When the string "appreciated" is part of a line below, that line should be copied.

> [Record extracts]
——————————

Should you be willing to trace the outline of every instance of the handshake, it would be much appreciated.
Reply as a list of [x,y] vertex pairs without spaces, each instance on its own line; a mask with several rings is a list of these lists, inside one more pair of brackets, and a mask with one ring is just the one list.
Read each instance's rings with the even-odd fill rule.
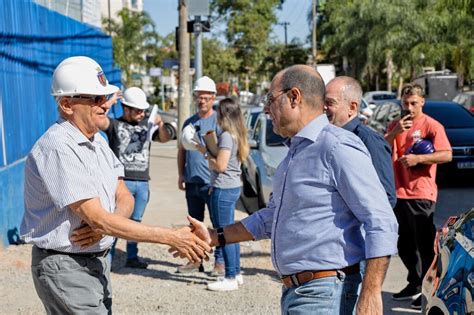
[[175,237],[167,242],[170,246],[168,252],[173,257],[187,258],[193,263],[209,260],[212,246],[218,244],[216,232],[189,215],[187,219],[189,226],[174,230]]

——————————

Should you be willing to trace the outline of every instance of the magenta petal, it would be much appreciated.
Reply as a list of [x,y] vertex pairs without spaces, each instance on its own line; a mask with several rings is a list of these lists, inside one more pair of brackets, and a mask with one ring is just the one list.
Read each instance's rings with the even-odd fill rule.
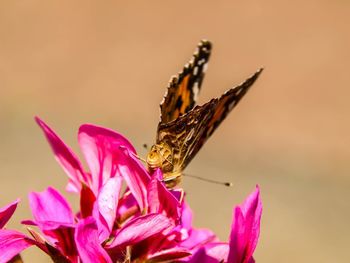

——————————

> [Response below]
Should you be willing to trace the outline of every instance of the handshake, it would be much appreciated.
Should you be willing to trace the outline of every instance of the magenta petal, it would be much appreciated.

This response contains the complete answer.